[WHAT THE TASK REQUIRES]
From the first record through the last, copy each one exactly.

[THE DATA]
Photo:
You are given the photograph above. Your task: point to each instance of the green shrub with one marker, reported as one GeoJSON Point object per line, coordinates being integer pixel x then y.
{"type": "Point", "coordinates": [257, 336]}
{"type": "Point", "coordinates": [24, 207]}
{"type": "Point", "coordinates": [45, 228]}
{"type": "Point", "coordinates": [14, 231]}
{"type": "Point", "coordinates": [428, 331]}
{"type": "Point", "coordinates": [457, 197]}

[EXERCISE RESPONSE]
Photo:
You are given the photograph above. Your task: point to each instance of the green shrub with one marker, reported as one GeoJSON Point object per line, coordinates being integer pixel x then y.
{"type": "Point", "coordinates": [257, 336]}
{"type": "Point", "coordinates": [24, 207]}
{"type": "Point", "coordinates": [45, 228]}
{"type": "Point", "coordinates": [14, 231]}
{"type": "Point", "coordinates": [428, 331]}
{"type": "Point", "coordinates": [457, 197]}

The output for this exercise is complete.